• Article:

►

# Micrograd
We're now going to codify our observations from backpropagation and will define an autograd-engine that will automatically calculating gradients based on the inputs

## Backward based on operations
- Every operation defines it's backward process based on the chain rule - ``_backward()`` function
- The ``_backward()`` function by default does nothing, and this is true for all leaf noode (nodes after which no operation is perfomed)
- For all other operations the ``_backward()`` function is defined as a closure, and then assigned to the attribute of ``_backward()`` of that object


The ``_backward()`` function can now be called in the correct order on the node and fills in the gradients of the graph based on the operations.

## Backward for one node
To avoid having to manually determine the order in which the ``_backward()`` functions have to be called, we will use topological sorting to automatically determine the order and then call the function based on the order.

$\Rightarrow$ This enabled us to only having to call ``backward()`` on the individual node and it will recursivelly iterate throught the graph and call the intermediate ``_backward()``s


In [None]:
import math

In [None]:
class Value:
    def __init__(self, data, _children=(), _op: str = None, label: str = ""):
        self.data = data
        self.grad = 0.0
        self._prev = set(_children)
        self._op = _op
        self.label = label
        # This will perform the chain rule based on the operation
        self._backward: callable = lambda: None

    def __repr__(self):
        return f"Value(data={self.data})"

    def __add__(self, other):
        out = Value(self.data + other.data, _children=(self, other), _op="+")

        def _backward():
            self.grad += 1.0 * out.grad
            other.grad += 1.0 * out.grad

        out._backward = _backward
        return out

    def __mul__(self, other):
        out = Value(self.data * other.data, _children=(self, other), _op="*")

        def _backward():
            self.grad += other.data * out.grad
            other.grad += self.data * out.grad

        out._backward = _backward
        return out

    def tanh(self):
        x = self.data
        t = (math.exp(2 * x) - 1) / (math.exp(2 * x) + 1)

◄

• Task goal:
Carry the Micrograd notes forward from the last line shown. You won't need these rows.

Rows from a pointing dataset
►

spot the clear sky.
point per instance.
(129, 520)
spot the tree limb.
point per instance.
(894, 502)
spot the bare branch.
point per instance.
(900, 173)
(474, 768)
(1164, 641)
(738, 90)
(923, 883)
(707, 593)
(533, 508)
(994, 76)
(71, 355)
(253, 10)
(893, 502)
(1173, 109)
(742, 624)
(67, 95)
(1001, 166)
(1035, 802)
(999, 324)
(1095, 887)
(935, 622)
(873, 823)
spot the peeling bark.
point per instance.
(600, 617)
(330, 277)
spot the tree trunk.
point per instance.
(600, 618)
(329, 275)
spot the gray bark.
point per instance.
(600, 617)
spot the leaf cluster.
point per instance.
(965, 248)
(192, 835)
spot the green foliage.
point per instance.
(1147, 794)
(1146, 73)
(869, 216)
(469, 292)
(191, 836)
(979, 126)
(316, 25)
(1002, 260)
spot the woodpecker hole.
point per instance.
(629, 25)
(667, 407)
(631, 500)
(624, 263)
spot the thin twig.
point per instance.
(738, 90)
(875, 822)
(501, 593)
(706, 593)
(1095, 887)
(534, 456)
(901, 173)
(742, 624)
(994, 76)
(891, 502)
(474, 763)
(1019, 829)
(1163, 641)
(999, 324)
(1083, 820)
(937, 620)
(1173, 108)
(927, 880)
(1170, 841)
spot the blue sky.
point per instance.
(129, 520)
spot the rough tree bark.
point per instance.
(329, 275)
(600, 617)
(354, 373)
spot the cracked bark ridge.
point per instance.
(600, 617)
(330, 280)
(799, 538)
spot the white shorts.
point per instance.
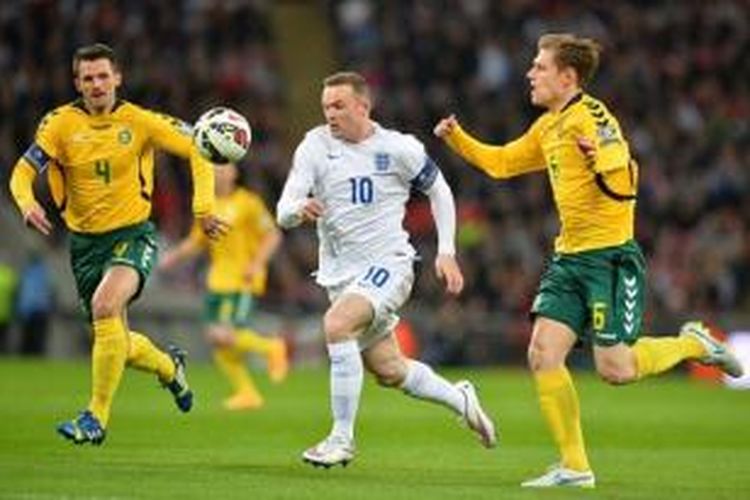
(386, 285)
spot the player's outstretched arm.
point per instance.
(21, 187)
(448, 270)
(444, 212)
(185, 249)
(213, 226)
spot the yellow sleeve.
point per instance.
(176, 136)
(35, 160)
(517, 157)
(22, 185)
(602, 129)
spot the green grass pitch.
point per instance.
(664, 438)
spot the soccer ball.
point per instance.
(222, 135)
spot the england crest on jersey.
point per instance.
(382, 162)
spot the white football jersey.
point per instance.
(364, 188)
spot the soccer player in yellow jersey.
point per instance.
(596, 278)
(99, 154)
(237, 274)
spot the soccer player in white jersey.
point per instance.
(353, 178)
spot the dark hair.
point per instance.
(571, 51)
(357, 82)
(92, 53)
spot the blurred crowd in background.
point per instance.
(675, 73)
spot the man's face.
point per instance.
(346, 112)
(97, 82)
(549, 83)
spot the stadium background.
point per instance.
(675, 73)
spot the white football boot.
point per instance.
(333, 450)
(717, 352)
(559, 476)
(475, 417)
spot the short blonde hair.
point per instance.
(356, 81)
(571, 51)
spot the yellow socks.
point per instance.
(247, 340)
(559, 403)
(145, 356)
(658, 354)
(108, 362)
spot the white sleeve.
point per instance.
(444, 212)
(297, 188)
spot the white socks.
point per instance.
(346, 385)
(423, 383)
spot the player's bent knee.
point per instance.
(542, 359)
(102, 307)
(616, 374)
(389, 374)
(390, 378)
(336, 327)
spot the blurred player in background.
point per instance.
(596, 278)
(353, 178)
(99, 154)
(237, 274)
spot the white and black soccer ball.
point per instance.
(222, 135)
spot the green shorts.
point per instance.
(92, 254)
(233, 309)
(598, 290)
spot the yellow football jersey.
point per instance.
(230, 255)
(594, 198)
(101, 166)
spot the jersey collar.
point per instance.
(78, 103)
(576, 98)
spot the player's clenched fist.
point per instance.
(445, 126)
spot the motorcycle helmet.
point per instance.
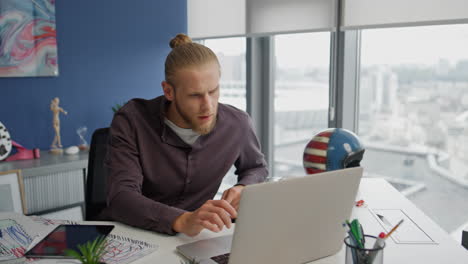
(333, 149)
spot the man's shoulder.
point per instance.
(233, 113)
(140, 105)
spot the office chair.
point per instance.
(96, 182)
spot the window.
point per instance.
(413, 115)
(301, 96)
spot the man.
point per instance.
(167, 156)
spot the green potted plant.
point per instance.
(91, 252)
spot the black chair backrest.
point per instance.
(96, 182)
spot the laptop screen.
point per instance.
(67, 237)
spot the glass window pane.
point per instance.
(301, 96)
(414, 115)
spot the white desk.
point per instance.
(377, 193)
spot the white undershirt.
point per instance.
(186, 134)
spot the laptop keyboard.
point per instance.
(221, 259)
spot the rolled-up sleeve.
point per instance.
(251, 166)
(125, 200)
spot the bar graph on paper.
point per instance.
(13, 240)
(17, 232)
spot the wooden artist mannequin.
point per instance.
(56, 146)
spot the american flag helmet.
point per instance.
(333, 149)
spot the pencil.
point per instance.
(394, 228)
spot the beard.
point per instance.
(192, 120)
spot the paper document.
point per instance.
(408, 233)
(18, 233)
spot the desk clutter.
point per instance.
(18, 233)
(362, 248)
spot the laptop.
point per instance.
(295, 220)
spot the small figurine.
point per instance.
(56, 147)
(81, 131)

◄

• Task response:
        out = Value(t, _children=(self,), _op="tanh")

        def _backward():
            self.grad += (1 - t**2) * out.grad

        out._backward = _backward
        return out

    def backward(self):
        topo = []
        visited = set()

        def build_topo(v):
            if v not in visited:
                visited.add(v)
                for child in v._prev:
                    build_topo(child)
                topo.append(v)

        build_topo(self)
        self.grad = 1.0
        for node in reversed(topo):  # Needs to be reversed because we start at the end
            node._backward()

In [None]:
# Visualizing the computation graph
from graphviz import Digraph


def trace(root):
    nodes, edges = set(), set()

    def build(v):
        if v not in nodes:
            nodes.add(v)
            for child in v._prev:
                edges.add((child, v))
                build(child)

    build(root)
    return nodes, edges


# for any value use a rectangle, for any operation use a circle
def draw_graph(value: Value):
    dot = Digraph(format="svg", graph_attr={"rankdir": "LR"})  # Left to right
    nodes, edges = trace(value)
    # For each node, add a rectangle with the value
    for n in nodes:
        uid = str(id(n))
        dot.node(
            name=uid,
            label="{%s | data %.4f | grad %.4f }" % (n.label, n.data, n.grad),
            shape="record",
        )
        # For any operation, use a circle
        if n._op:
            dot.node(name=uid + n._op, label=n._op)
            # Add edges to the graph
            dot.edge(uid + n._op, uid)
    for n1, n2 in edges:
        dot.edge(str(id(n1)), str(id(n2)) + n2._op)
    return dot

# Example

In [None]:
# inputs x1,x2
x1 = Value(2.0, label="x1")
x2 = Value(0.0, label="x2")
# weights wl,w2
w1 = Value(-3.0, label="w1")
w2 = Value(1.0, label="w2")
# bias of the neuron
b = Value(6.8813735870195432, label="b")  # Value set so the numbers come out "nice"
# x1*w1 + x2*w2 + b
x1w1 = x1 * w1
x1w1.label = "x1*w1"
x2w2 = x2 * w2
x2w2.label = "x2*w2"
x1w1x2w2 = x1w1 + x2w2
x1w1x2w2.label = "x1*w1 + x2*w2"
n = x1w1x2w2 + b
n.label = "n"
o = n.tanh()
o.label = "o"

# Calling ``_backward()`` manually
We're now going to let the ``_backward()`` function of the operations compute the gradients instead of doing it manually.

For this we have to call the function in the right order beginning at the end

In [None]:
draw_graph(o)

The base case is always $1$, and since ``other.grad = 0`` not setting the base case will result in an error. Therefore our gradient at the output is $1$

In [None]:
o.grad = 1.0

In [None]:
o._backward()

In [None]:
n._backward()

In [None]:
b._backward()

In [None]:
x1w1x2w2._backward()

In [None]:
x1w1._backward()

In [None]:
x2w2._backward()

# Automatically computing the full graph
We now would like to call everything in one go. We never want to call the ``_backward()`` functions individually.

To perfom a backward pass of a node we have to ensure that we call tha backward on all of it's children first, because those gradients influence the current node.

-> **We have to compute everything that needs to computed before computing the current gradient!**

For this the graph needs to be in a layout where all the edges flow into one direction so that the gradients can be perfomed accordingly. This can be achieved by applying **topological sort** on the graph which returns such a layout!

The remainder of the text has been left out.